* [Your goal]: Copy the entries word for word. Keep the pictures out.

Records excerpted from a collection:
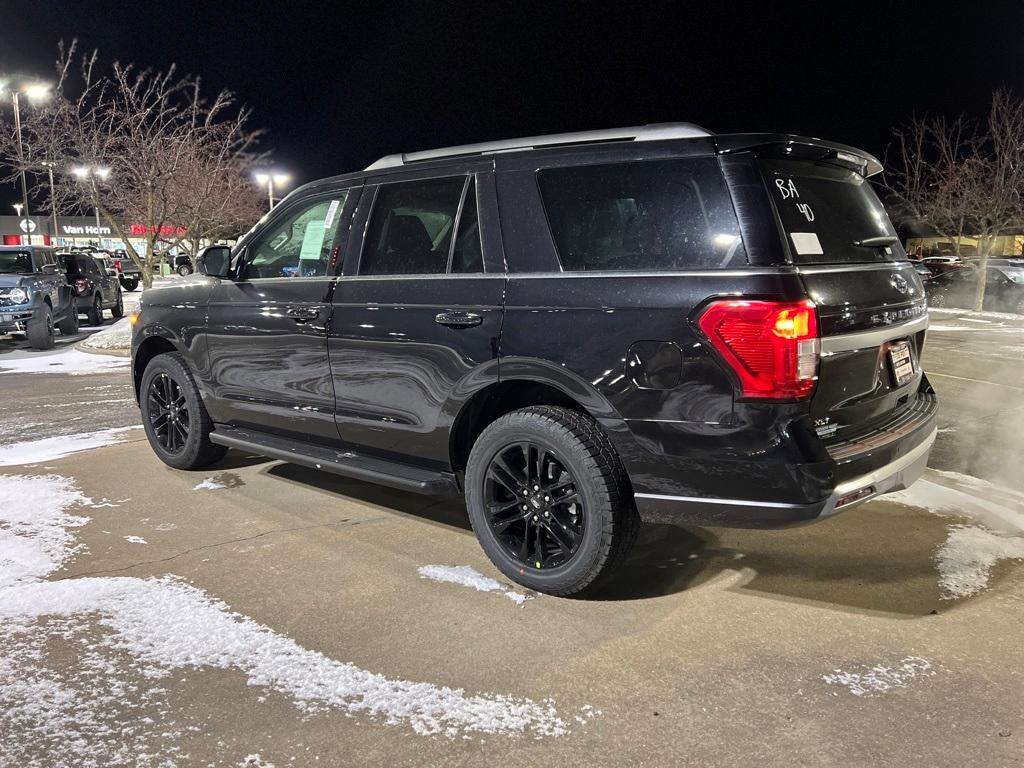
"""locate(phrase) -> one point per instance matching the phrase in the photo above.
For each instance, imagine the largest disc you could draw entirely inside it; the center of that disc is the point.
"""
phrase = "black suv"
(34, 295)
(576, 332)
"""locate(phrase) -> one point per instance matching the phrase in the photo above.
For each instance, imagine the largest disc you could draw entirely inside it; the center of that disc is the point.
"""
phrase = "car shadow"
(877, 558)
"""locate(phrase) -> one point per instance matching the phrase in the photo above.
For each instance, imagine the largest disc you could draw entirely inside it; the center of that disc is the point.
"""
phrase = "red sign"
(140, 230)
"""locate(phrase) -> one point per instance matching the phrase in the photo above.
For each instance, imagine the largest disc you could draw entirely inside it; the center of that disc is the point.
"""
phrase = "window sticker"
(312, 241)
(806, 244)
(331, 212)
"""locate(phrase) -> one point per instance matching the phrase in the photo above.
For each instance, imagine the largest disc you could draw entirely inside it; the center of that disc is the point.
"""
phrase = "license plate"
(901, 363)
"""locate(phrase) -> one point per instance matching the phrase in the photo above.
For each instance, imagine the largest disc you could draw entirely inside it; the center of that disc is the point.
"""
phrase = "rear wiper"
(886, 240)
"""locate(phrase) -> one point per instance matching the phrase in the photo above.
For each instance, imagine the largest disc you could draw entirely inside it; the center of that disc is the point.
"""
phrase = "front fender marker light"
(772, 346)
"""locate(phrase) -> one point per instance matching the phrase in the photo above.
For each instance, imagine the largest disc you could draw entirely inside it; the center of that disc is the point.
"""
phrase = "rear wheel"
(40, 331)
(549, 500)
(95, 313)
(175, 420)
(69, 326)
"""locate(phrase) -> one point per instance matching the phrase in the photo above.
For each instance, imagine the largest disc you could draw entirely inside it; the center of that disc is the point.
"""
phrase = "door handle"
(458, 320)
(302, 313)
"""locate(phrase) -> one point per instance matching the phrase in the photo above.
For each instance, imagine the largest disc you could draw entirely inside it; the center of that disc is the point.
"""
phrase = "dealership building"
(75, 230)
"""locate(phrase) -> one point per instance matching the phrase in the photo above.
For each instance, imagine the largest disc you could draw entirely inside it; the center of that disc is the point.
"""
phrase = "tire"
(69, 326)
(40, 331)
(95, 312)
(581, 457)
(169, 375)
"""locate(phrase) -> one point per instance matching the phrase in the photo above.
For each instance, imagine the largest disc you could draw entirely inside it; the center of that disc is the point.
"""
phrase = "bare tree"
(166, 151)
(958, 178)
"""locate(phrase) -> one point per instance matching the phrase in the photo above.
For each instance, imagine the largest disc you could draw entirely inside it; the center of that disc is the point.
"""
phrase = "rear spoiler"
(805, 147)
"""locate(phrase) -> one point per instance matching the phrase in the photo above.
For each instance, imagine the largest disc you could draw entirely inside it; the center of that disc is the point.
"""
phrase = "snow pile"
(969, 555)
(873, 680)
(468, 577)
(971, 551)
(166, 625)
(69, 361)
(51, 449)
(117, 336)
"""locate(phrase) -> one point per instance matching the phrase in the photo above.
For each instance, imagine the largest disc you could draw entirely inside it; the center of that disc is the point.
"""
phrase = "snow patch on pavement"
(873, 680)
(966, 559)
(117, 336)
(167, 625)
(468, 577)
(51, 449)
(70, 361)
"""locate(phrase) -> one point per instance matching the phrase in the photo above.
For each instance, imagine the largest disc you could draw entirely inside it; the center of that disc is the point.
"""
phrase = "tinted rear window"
(824, 209)
(652, 215)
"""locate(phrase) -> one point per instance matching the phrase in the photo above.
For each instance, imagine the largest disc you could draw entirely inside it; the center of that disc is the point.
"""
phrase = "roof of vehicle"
(724, 143)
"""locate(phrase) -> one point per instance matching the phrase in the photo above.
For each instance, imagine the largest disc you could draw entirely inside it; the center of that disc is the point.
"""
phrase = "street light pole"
(20, 160)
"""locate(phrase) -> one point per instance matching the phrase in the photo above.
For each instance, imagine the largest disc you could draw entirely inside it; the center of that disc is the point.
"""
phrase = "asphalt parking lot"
(260, 613)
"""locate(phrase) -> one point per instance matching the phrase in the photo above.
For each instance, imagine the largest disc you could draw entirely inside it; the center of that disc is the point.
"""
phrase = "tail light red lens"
(772, 346)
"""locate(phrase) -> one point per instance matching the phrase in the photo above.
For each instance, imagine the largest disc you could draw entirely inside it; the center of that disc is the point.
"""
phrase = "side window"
(300, 245)
(652, 215)
(467, 256)
(411, 227)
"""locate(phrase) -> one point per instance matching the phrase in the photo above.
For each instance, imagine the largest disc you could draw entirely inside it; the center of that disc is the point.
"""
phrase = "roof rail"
(652, 132)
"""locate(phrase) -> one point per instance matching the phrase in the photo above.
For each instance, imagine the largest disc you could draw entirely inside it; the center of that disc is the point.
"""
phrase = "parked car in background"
(129, 274)
(35, 297)
(572, 332)
(1004, 289)
(95, 284)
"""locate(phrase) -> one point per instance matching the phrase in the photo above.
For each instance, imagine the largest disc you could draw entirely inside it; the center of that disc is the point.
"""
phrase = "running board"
(347, 463)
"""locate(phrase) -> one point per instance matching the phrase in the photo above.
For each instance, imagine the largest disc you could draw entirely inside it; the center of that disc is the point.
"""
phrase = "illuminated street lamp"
(90, 174)
(34, 92)
(268, 179)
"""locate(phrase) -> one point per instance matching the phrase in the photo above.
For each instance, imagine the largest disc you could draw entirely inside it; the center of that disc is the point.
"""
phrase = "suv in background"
(34, 295)
(94, 281)
(574, 332)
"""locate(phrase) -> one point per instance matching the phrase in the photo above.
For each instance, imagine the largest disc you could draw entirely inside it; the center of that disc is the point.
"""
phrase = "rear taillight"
(772, 346)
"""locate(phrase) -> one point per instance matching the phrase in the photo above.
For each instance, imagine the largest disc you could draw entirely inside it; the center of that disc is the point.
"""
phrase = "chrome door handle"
(302, 313)
(458, 320)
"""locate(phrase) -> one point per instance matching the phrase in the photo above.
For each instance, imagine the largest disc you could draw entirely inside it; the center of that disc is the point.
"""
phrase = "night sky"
(336, 85)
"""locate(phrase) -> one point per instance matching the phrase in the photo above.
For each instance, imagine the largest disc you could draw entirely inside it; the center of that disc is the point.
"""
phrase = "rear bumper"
(883, 466)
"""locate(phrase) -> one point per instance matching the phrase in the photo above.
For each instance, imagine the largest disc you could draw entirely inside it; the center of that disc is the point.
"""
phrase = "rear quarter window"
(654, 215)
(825, 209)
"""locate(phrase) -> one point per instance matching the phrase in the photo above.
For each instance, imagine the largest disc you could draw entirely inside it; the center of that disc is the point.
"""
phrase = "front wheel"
(549, 500)
(175, 420)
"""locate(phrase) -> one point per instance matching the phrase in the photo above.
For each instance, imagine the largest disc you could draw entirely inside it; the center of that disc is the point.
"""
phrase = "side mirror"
(214, 261)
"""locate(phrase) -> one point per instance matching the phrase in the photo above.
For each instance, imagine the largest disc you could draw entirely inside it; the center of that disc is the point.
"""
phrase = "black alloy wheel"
(534, 507)
(169, 414)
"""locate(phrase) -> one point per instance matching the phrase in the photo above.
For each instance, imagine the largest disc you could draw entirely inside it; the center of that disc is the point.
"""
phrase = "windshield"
(825, 209)
(15, 262)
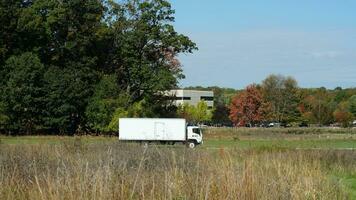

* [Result for this exercise]:
"""locate(phrase) -> one point per instance matching the phrase in the photo above.
For each instance, imagine the largest disc you could draw entirely inside it; the center of that disc is the point.
"""
phrase = "black suv"
(34, 295)
(576, 332)
"""locate(phrase) -> one point per instance matching the phrase in the photo above.
For each instance, imagine the largest disc you could draw entirely inside it; the center of that disc is the point.
"""
phrase = "car shadow"
(877, 558)
"""locate(phrase) -> one point per instance matching the phrase in the photo above.
For each instance, imagine the largest disc you could draw entirely inside it; the center of that disc is the point.
"""
phrase = "red sign"
(140, 230)
"""locate(phrase) -> one point per instance matching the phrase in the photo above.
For each instance, imagine the largest disc you could draw entirely inside it; the center of that disc is the point.
"""
phrase = "window sticker"
(312, 241)
(806, 244)
(331, 212)
"""locate(phrase) -> one point per instance matching the phrase in the photo above.
For each instance, imagine the largest disc you could draw entirely inside it; the center of that disc is the point.
"""
phrase = "license plate"
(901, 363)
"""locate(phrase) -> one point per instance matching the phrase in the photo above.
For each instance, imagine the largest disc you could draw entirely inside it; the center of that disc is the point.
"""
phrase = "rear wiper"
(886, 240)
"""locate(phrase) -> one point per instance matching the phrase in the photo above.
For each instance, imagine the largest disc you could draw entirely inside it; the center of that disc is the point.
"""
phrase = "front fender marker light"
(772, 346)
"""locate(phrase) -> one point per instance matching the phrase in the photo above.
For each instance, imagine the largest disc you could draw entirely inside it; the center of that disc is the point.
"""
phrase = "rear wheel"
(40, 331)
(549, 500)
(95, 313)
(175, 420)
(69, 326)
"""locate(phrase) -> one point per instance matching the phrase in the photo above.
For each instance, imagine the largest disc you could draw entirely inside it; the center of that disc is the point.
"""
phrase = "door handle"
(458, 320)
(302, 313)
"""locate(phrase) -> one point per instance matching the phrase in the photo above.
For each instance, imagine the largest disc you could draw entirely inside it; the center of that disc is the point.
"""
phrase = "dealership building"
(75, 230)
"""locate(phrase) -> one point per instance matching the phrase in the photo above.
For each instance, imagine the largest disc you could draw entirely inside it; the center of that disc is the point.
"""
phrase = "tire"
(69, 326)
(40, 331)
(95, 312)
(581, 457)
(169, 375)
"""locate(phrase) -> one point per instance matching the phrase in the photo above.
For each instance, imagine the largest disc you could draw entirely inside it; the center of that disc is the point.
"""
phrase = "bare tree"
(166, 151)
(958, 178)
"""locate(phrase) -> one point per instance matching the phrase in the photo above.
For each instance, imagine the largest disc you could draw entirely inside it; the center of that disc is the point.
"""
phrase = "rear spoiler"
(805, 147)
"""locate(phrase) -> one point per instance matching the phrase in the photo above.
For each instance, imagine the largest disc you could draw entirely inside it; the center of that disc is the point.
"""
phrase = "snow pile"
(969, 555)
(873, 680)
(468, 577)
(971, 551)
(166, 625)
(69, 361)
(51, 449)
(117, 336)
"""locate(phrase) -> one point per instance matching the phrase in the photo above.
For each instance, imagine the largest disc you could draw entirely inside it; the center of that disc is the point.
"""
phrase = "snow patch on pavement"
(873, 680)
(966, 559)
(117, 336)
(167, 625)
(468, 577)
(51, 449)
(70, 361)
"""locate(phrase) -> one point per instance matching the phrase in the photo above.
For each instance, imagine the largest disc you could draw entirely inside it; the center of that disc is the point.
"""
phrase = "tinted rear window"
(824, 209)
(652, 215)
"""locate(phrase) -> one point per instance matching the phrase in the photo above.
For each instance, imagine the largest disc you could draw entirely inside it; the center of that disc is the point.
"""
phrase = "roof of vehicle"
(724, 143)
"""locate(phrase) -> one point per instance matching the phrase in the photo above.
For each instance, imagine the largest disc you could draw entirely inside it; the center of that disc is the point.
"""
phrase = "street light pole"
(20, 160)
"""locate(phrase) -> one point per instance matching the phrase in the photo above.
For each instance, imagine the largest disc you could draw entirely inside it; the center of that disc is the point.
"""
phrase = "asphalt parking lot"
(260, 613)
"""locate(phrase) -> one point per instance matching the phrase in the photo above.
For each instance, imagine the largest disc you could draw entirely inside it; the center of that disc is the point.
"""
phrase = "tail light red lens"
(772, 346)
"""locate(phrase) -> one point per instance matching the phrase in the photo above.
For each instance, imagine the largest disc you could draw entirely inside it; the center of that disc is the point.
"""
phrase = "side window"
(300, 245)
(652, 215)
(467, 256)
(411, 227)
"""locate(phrase) -> one point per instance matching the phrase in the photo above.
For each instance, imagine the largest disc you could draw entirely inside it; the center of that disc is the point.
"""
phrase = "roof rail"
(652, 132)
"""locate(phrase) -> one point per instance matching the phrase in the photo above.
For each instance, imagine the largest disc you could draw entirely inside it; the center of that disc is the point.
"""
phrase = "parked car in background"
(129, 274)
(35, 297)
(572, 332)
(1004, 289)
(95, 284)
"""locate(phrase) -> one point per instance matching the phrase in the photo above.
For each instance, imagine the largest disc you could draw entirely inside it; the center of that disc is the point.
"""
phrase = "running board"
(347, 463)
"""locate(phrase) -> one point per instance matching the phrase in the photo above.
For each instance, imagine the largest disc you could draw entirely inside it; the center of that disc is the point.
"""
phrase = "illuminated street lamp"
(90, 174)
(34, 92)
(268, 179)
"""locate(phrase) -> one point per instance matching the phrase in the photo above.
For each instance, imagine the largest disc you could draw entirely inside it; the center of that disc is the point.
"""
phrase = "suv in background"
(34, 295)
(94, 281)
(574, 332)
"""locate(phrase) -> one point per instance matching the phrase in the photo above.
For each instance, imagine the largest disc you could draw entirely inside it; the center of that disc is the point.
"""
phrase = "rear taillight"
(772, 346)
"""locate(phrase) -> one point per instance matching the phrase in the photo above.
For each instance, imagine the largest disc you could draw entirely inside it; the center of that disc is the point.
"""
phrase = "chrome door handle"
(302, 313)
(458, 320)
"""locate(phrase) -> one point per instance matching the phrase in the photo above.
For each instance, imagine the largest disc you could draw entirely inside it; the center of that disc is the point.
"""
phrase = "night sky"
(336, 85)
"""locate(phrase) -> one point per instance matching the phrase in the photo above.
For each instance, imagine the largest disc you could draw entirely inside it; the center of that disc is the point.
"""
phrase = "rear bumper"
(883, 466)
"""locate(phrase) -> one point per instance matching the phrase in the photo above.
For each instance, imagine the largest disc you could draw entirely inside it; the center of that disc is the point.
"""
phrase = "rear quarter window"
(654, 215)
(825, 209)
"""locate(phrase) -> one point per instance matching the phrase in the photo above.
For each instance, imagine the largest disc you could draw entirely inside it; the center of that disc is the point.
"""
phrase = "front wheel"
(549, 500)
(175, 420)
"""locate(phrase) -> one point per instance matching the phrase in the photo above.
For each instance, imagine the largest disc you could draw entirely inside it; the center of that disc is the point.
"""
phrase = "side mirror"
(214, 261)
"""locate(phrase) -> one point per instance matching the phrase in the photo above.
For each instance, imagine the largest disc you could draw entirely inside it; the center of that disc is the point.
"""
phrase = "black alloy wheel"
(534, 507)
(169, 414)
"""locate(phrase) -> one point per instance matching the phrase in the photo above.
For each instance, imagine the largest disc you could draw entirely inside it; the center of that disc is the point.
"""
phrase = "windshield"
(825, 209)
(15, 262)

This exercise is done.